Your instructions: Word for word, restate the lines from the top of the records below through the line with "positive clicks: (80, 121)", both included, with no pictures in the result.

Given data:
....
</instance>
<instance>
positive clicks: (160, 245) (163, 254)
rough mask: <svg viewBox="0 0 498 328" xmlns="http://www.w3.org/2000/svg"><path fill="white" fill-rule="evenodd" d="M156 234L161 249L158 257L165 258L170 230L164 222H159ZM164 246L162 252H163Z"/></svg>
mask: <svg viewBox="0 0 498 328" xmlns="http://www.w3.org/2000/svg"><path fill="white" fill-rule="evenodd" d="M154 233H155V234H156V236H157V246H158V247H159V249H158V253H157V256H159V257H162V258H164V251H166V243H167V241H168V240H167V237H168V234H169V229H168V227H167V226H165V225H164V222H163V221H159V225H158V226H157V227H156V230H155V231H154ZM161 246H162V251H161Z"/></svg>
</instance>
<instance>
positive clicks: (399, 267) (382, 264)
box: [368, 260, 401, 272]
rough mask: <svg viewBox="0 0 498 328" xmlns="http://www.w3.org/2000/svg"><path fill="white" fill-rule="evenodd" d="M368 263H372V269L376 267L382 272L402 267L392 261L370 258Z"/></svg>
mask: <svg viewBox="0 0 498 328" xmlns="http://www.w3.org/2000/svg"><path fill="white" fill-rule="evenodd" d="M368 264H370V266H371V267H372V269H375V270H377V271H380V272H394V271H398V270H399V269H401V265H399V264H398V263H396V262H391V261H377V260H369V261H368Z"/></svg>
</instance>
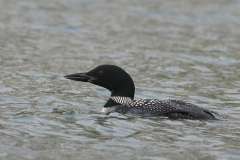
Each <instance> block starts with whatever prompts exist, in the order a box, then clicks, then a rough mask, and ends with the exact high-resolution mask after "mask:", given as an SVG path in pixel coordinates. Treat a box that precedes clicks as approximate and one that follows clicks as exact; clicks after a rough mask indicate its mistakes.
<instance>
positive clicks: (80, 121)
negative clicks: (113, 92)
mask: <svg viewBox="0 0 240 160" xmlns="http://www.w3.org/2000/svg"><path fill="white" fill-rule="evenodd" d="M239 7H240V2H239V1H237V0H236V1H234V0H233V1H224V0H221V1H211V2H210V1H209V2H208V1H191V0H185V1H173V0H172V1H156V0H148V1H137V0H133V1H126V0H124V1H116V0H112V1H108V0H98V1H81V0H52V1H45V0H41V1H31V0H18V1H17V0H11V1H8V0H2V1H0V37H1V38H0V69H1V70H0V71H1V77H0V105H1V106H0V135H1V136H0V137H1V138H0V142H1V143H0V159H57V160H59V159H104V160H106V159H152V160H155V159H184V160H186V159H239V158H240V150H239V144H240V138H239V136H240V122H239V121H240V118H239V117H240V116H239V113H240V112H239V111H240V106H239V105H240V95H239V92H240V67H239V64H240V45H239V42H240V31H239V28H240V21H239V19H240V10H239ZM100 64H115V65H118V66H121V67H122V68H124V69H125V70H126V71H127V72H128V73H129V74H130V75H131V76H132V78H133V80H134V82H135V85H136V95H135V98H158V99H166V98H174V99H181V100H187V101H189V102H191V103H194V104H197V105H200V106H202V107H205V108H207V109H210V110H214V111H216V112H218V113H219V114H220V115H221V116H220V117H218V118H220V119H223V120H224V121H221V122H202V121H192V120H171V119H168V118H165V117H151V118H146V117H145V118H143V117H138V116H130V115H121V114H117V113H112V114H109V115H105V114H102V113H100V111H101V108H102V106H103V105H104V103H105V102H106V100H107V99H108V97H109V95H110V92H109V91H107V90H105V89H103V88H101V87H99V86H94V85H92V84H87V83H80V82H74V81H70V80H67V79H64V75H66V74H71V73H77V72H85V71H88V70H90V69H92V68H94V67H96V66H98V65H100Z"/></svg>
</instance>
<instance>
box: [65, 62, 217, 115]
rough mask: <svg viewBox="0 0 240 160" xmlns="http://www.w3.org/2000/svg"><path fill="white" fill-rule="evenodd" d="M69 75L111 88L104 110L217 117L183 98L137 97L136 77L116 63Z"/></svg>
mask: <svg viewBox="0 0 240 160" xmlns="http://www.w3.org/2000/svg"><path fill="white" fill-rule="evenodd" d="M65 78H67V79H71V80H75V81H82V82H89V83H92V84H95V85H98V86H101V87H104V88H106V89H108V90H109V91H111V97H110V98H109V100H108V101H107V103H106V104H105V105H104V107H103V109H102V112H118V113H121V114H128V113H129V114H136V115H144V116H166V117H169V118H183V119H195V120H217V118H215V116H214V115H213V113H214V114H217V113H216V112H214V111H211V110H207V109H204V108H202V107H199V106H197V105H194V104H191V103H188V102H186V101H182V100H173V99H167V100H158V99H137V100H134V93H135V86H134V83H133V80H132V78H131V77H130V76H129V74H128V73H127V72H126V71H124V70H123V69H122V68H120V67H118V66H115V65H100V66H98V67H96V68H94V69H93V70H91V71H89V72H86V73H76V74H70V75H66V76H65Z"/></svg>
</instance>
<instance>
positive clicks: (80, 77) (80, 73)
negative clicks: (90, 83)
mask: <svg viewBox="0 0 240 160" xmlns="http://www.w3.org/2000/svg"><path fill="white" fill-rule="evenodd" d="M64 77H65V78H67V79H71V80H74V81H82V82H92V81H93V80H95V78H93V77H90V76H88V75H86V73H75V74H69V75H66V76H64Z"/></svg>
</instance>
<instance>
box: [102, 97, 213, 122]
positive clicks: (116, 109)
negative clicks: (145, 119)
mask: <svg viewBox="0 0 240 160" xmlns="http://www.w3.org/2000/svg"><path fill="white" fill-rule="evenodd" d="M111 98H112V97H111ZM124 98H126V97H118V98H116V97H114V100H116V99H118V100H117V101H116V102H117V103H120V105H117V106H113V107H107V108H105V107H104V108H103V109H102V112H106V113H107V112H118V113H122V114H136V115H145V116H146V115H148V116H158V115H161V116H167V117H171V118H183V119H202V120H205V119H208V120H216V118H215V117H214V116H213V113H215V114H217V113H216V112H213V111H210V110H207V109H204V108H201V107H199V106H197V105H194V104H191V103H188V102H186V101H182V100H174V99H167V100H158V99H136V100H129V99H128V100H125V101H120V99H124ZM112 99H113V98H112Z"/></svg>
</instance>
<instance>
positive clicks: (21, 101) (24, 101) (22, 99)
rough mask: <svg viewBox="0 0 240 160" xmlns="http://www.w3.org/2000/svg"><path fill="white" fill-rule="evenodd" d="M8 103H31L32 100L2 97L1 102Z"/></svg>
mask: <svg viewBox="0 0 240 160" xmlns="http://www.w3.org/2000/svg"><path fill="white" fill-rule="evenodd" d="M6 103H30V102H29V101H26V100H23V99H15V98H0V104H6Z"/></svg>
....
Solution below:
</instance>
<instance>
positive clicks: (160, 245) (163, 254)
rough mask: <svg viewBox="0 0 498 328" xmlns="http://www.w3.org/2000/svg"><path fill="white" fill-rule="evenodd" d="M156 234L161 249L158 257L165 258L170 230L164 222H159ZM164 246L162 252H163Z"/></svg>
mask: <svg viewBox="0 0 498 328" xmlns="http://www.w3.org/2000/svg"><path fill="white" fill-rule="evenodd" d="M154 233H155V234H156V236H157V246H158V247H159V249H158V253H157V256H159V257H162V258H164V251H166V243H167V241H168V240H167V237H168V234H169V229H168V227H167V226H165V225H164V222H163V221H159V225H158V226H157V227H156V230H155V231H154ZM161 246H162V251H161Z"/></svg>
</instance>
<instance>
positive clicks: (399, 267) (382, 264)
box: [368, 260, 401, 272]
rough mask: <svg viewBox="0 0 498 328" xmlns="http://www.w3.org/2000/svg"><path fill="white" fill-rule="evenodd" d="M368 263H372V269L376 267L382 272L402 267L392 261L370 258Z"/></svg>
mask: <svg viewBox="0 0 498 328" xmlns="http://www.w3.org/2000/svg"><path fill="white" fill-rule="evenodd" d="M368 264H370V266H371V267H372V269H375V270H377V271H380V272H394V271H398V270H399V269H401V265H399V264H398V263H396V262H391V261H377V260H369V261H368Z"/></svg>
</instance>
Each <instance> block starts with whatever prompts exist, in the order a box, then clicks, then a rough mask, and ends with the exact high-resolution mask after "mask:", given as an SVG path in pixel coordinates. Treat a box that precedes clicks as approximate and one that follows clicks as exact; clicks after a rough mask indicate its mistakes.
<instance>
positive clicks: (80, 121)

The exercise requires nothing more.